Collected data entries:
▼

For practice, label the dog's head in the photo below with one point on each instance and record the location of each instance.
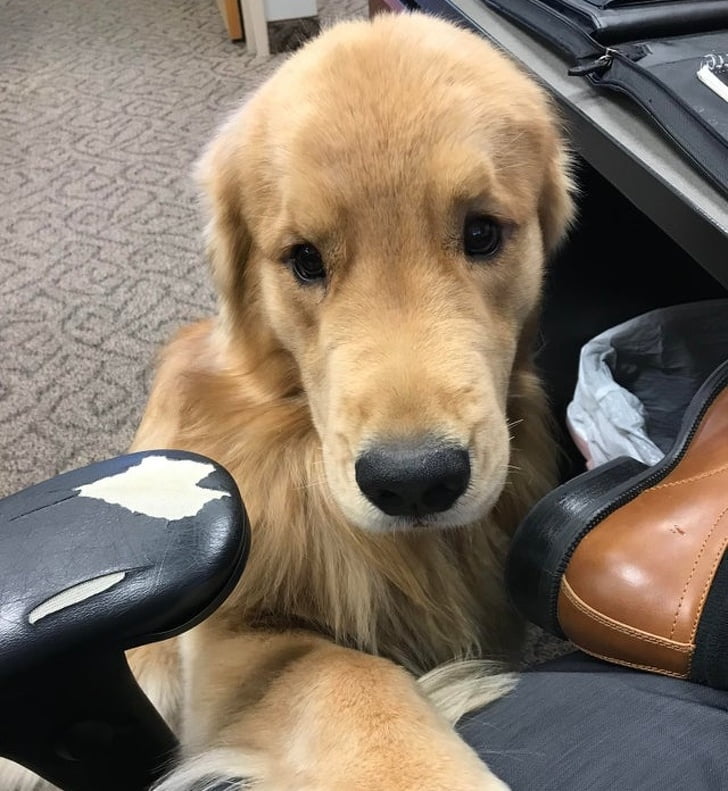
(380, 212)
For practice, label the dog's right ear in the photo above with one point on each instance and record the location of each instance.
(220, 173)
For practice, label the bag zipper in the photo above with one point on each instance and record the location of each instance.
(593, 65)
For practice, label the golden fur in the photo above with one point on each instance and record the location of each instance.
(373, 142)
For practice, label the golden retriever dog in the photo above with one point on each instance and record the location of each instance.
(379, 216)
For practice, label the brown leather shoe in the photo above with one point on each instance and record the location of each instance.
(629, 563)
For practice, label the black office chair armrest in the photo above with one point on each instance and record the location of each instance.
(93, 562)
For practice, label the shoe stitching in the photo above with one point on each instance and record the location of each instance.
(694, 569)
(691, 479)
(709, 579)
(618, 626)
(634, 665)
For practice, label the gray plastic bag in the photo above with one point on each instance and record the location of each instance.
(636, 380)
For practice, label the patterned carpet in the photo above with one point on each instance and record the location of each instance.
(103, 108)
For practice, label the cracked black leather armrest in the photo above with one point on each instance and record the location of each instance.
(93, 562)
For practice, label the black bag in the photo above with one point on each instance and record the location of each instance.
(670, 57)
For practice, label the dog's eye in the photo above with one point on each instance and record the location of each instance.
(306, 262)
(482, 236)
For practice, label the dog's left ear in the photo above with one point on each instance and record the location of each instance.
(556, 206)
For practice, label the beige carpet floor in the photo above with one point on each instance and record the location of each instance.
(103, 108)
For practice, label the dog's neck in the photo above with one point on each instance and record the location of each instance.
(419, 598)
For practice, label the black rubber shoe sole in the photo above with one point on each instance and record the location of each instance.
(548, 536)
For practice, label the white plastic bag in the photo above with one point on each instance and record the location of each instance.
(636, 380)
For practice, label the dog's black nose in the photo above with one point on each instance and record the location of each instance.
(413, 480)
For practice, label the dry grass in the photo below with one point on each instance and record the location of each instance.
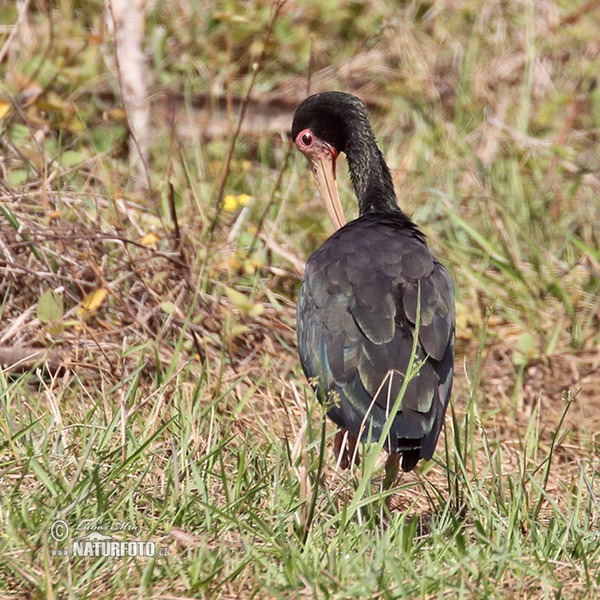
(178, 401)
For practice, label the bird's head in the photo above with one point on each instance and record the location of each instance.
(321, 130)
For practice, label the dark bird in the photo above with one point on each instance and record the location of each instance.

▲

* WORK TASK:
Would you copy all of the data exactly? Keep the pictures out of it.

* TASK OUTPUT:
For practice, label the dog's head in the photo below with one point on each instance and record the location of each instance.
(380, 212)
For practice, label the dog's right ear in the photo above with one point on each instance and record the location of each instance.
(220, 173)
For practice, label the bag zipper in the photo above with one point on each instance and record the location of each instance.
(593, 65)
For practice, label the golden fur in the photo above with one point on each instance and record the location of each instance.
(373, 142)
For practice, label the golden retriever dog in the photo above with one point on each instance and record the location of each instance.
(379, 216)
For practice, label the brown leather shoe in the photo above with one point on each instance and record the location of each instance.
(629, 563)
For practice, label the black office chair armrest in the photo above with one point on each instance and record the location of each instance.
(93, 562)
For practice, label the shoe stitching in the photo above with one point on each instance and record the location of each instance.
(694, 569)
(691, 479)
(709, 579)
(618, 626)
(634, 665)
For practice, label the gray plastic bag in the photo above with one point on each instance and record the location of each instance.
(636, 380)
For practice, label the patterned carpet in the photo above with one point on each instance and record the location of each instance.
(103, 108)
For practice, label the cracked black leather armrest in the photo above with one point on each instance and record the location of each instance.
(93, 562)
For practice, label the black bag in the photo above with one point on each instance and record the location of each instance.
(670, 57)
For practice, label the dog's eye in the photo above with one point on each instance and record the location of each instance.
(306, 262)
(482, 236)
For practice, label the dog's left ear in the photo above with one point on each instance and record the location of each instance.
(556, 206)
For practice, label the beige carpet floor in the photo above with one point on each instance and record the location of each instance.
(103, 108)
For practice, label the dog's neck in the photo above with one point on each instance and record the location of each instance.
(419, 598)
For practice, label the black rubber shoe sole in the photo above with one point on each instance and record the location of each instance.
(548, 536)
For practice, label the white plastic bag in the photo above with one point on each instance and record the location of each instance.
(636, 380)
For practice, label the dog's black nose in the photo above with one point on each instance and record the location of each instance.
(413, 480)
For practice, label the dry grass in the photo below with one point on each instance and record the location of each instance.
(178, 401)
For practice, label the bird's head in the photo above with one point on each instance and record the location of each instance.
(321, 130)
For practice, label the dark bird in the photo above with one point on each instance and record the location of each instance.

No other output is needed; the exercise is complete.